§ PROBLEM TO WORK ON:
Retype the portion of the passage on fandom and fixated interests between "But we fake" and "Audio by chance.", inclusive.

Fixated interests, fandom, or obsessive compulsive behaviors? It’s a thin grey line even for us neurotypicals. When and how do you approach a celebrity without looking like a lunatic? How many times can you see a show before you become Dr. Gogol from MAD LOVE or the Phantom of the Opera?
When I was a teen, I had the pleasure of accompanying my dad to an event for Frank Capra and sitting at a table with Elizabeth Taylor. Even in the 70’s, when she was not in peak physical shape, she was one of the most beautiful women I had ever seen. Yes, her eyes were really violet. Ms. Taylor was incredibly gracious. She asked questions about my school and made me feel like I was just as important as anyone else at the table. But I was aware that this did not make us friends. No pictures were taken that night. Only the paparazzi carried cameras in those days and I was way too embarrassed to ask for her autograph. I wanted to, but feared my dad’s disapproving glance. Instead, after she had left the table, I swept the sugar packets she had used to put into her coffee into my handbag and kept them for years on my bulletin board. They eventually deteriorated but the memory was preserved forever. I spent a great deal of time thinking about and idolizing great and not-so-great actors, singers and ballet dancers, but my dad was always adamant about me knowing my place. Daddy spent his life indirectly involved in this magical world, but I knew I was as unlikely to be a part of it as I was to become Queen of England.
This did not hold true for my daughter.
Sarah’s lines between fantasy and reality have been blurred her entire life. When her Asperger brain hits on something that could be translated into a social experience that could be shared with peers, I was all over that. So many of our kids fixate on untenable things. Microwaves, copyright dates, the birthdays of presidents, traditional Scottish music, prime numbers… It is so hard to maintain a reciprocal conversation with a young Aspie who only wants to lecture you on the Hawaiian Islands or elevators he has known and loved.
But we fake it, hoping beyond hope that if we show interest in their obsessions, they will then in turn spend a little time trying to make sense out of ours.
Sarah discovered the band Toxic Audio by chance.

§ DATA RECORDS:

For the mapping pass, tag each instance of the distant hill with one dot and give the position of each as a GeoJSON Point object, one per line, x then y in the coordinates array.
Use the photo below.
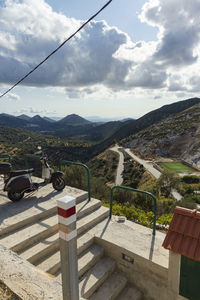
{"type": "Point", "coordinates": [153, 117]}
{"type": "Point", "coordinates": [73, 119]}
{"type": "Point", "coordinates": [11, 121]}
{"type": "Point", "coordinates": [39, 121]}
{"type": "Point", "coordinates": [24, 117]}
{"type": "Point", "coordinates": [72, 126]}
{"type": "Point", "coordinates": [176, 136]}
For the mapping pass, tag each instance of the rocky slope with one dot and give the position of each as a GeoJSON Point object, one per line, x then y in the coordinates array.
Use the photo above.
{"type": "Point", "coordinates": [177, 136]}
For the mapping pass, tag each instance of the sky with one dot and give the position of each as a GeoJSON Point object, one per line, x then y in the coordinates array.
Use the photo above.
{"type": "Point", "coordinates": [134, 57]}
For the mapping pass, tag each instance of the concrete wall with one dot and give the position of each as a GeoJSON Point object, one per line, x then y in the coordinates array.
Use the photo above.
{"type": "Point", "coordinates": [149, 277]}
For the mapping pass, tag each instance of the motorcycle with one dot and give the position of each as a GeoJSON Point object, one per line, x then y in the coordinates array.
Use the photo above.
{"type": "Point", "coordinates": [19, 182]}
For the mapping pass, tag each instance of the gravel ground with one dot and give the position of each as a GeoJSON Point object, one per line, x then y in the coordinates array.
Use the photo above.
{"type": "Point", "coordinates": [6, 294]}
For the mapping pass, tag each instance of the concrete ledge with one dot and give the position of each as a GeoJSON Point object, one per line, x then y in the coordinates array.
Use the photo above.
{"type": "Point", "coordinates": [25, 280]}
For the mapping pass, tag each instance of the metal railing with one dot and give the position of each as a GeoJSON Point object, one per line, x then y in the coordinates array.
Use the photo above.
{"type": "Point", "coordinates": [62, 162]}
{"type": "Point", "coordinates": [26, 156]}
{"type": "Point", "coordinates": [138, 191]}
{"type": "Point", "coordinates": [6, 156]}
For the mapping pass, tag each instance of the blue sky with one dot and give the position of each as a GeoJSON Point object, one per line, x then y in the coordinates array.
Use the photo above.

§ RESPONSE TO THE EXERCISE:
But we fake it, hoping beyond hope that if we show interest in their obsessions, they will then in turn spend a little time trying to make sense out of ours.
Sarah discovered the band Toxic Audio by chance.